What you will do
Copy the rows below word for word, leaving out the pictures.

Material for the task
□ □ □ □

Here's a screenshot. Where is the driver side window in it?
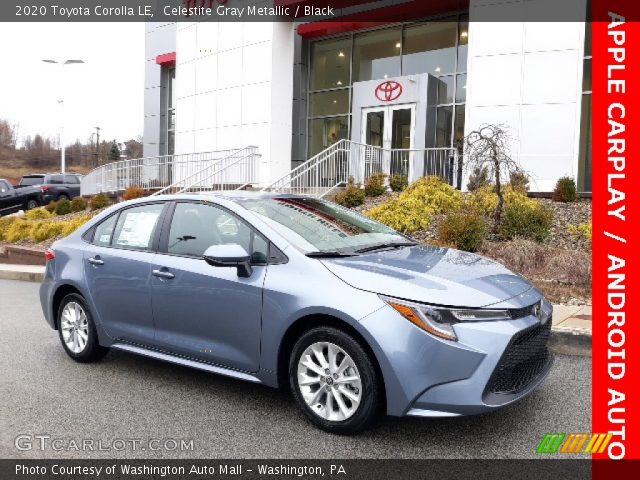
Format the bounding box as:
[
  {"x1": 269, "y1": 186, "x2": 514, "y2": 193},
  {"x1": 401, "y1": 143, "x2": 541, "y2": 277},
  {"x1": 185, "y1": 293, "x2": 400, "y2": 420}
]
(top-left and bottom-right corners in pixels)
[{"x1": 167, "y1": 202, "x2": 268, "y2": 264}]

□ □ □ □

Answer in full
Here's a screenshot. Where is the driver side window in it?
Format the bounding box as:
[
  {"x1": 269, "y1": 186, "x2": 514, "y2": 193},
  {"x1": 401, "y1": 143, "x2": 541, "y2": 277},
  {"x1": 185, "y1": 293, "x2": 400, "y2": 420}
]
(top-left and bottom-right corners in pixels)
[{"x1": 167, "y1": 202, "x2": 268, "y2": 264}]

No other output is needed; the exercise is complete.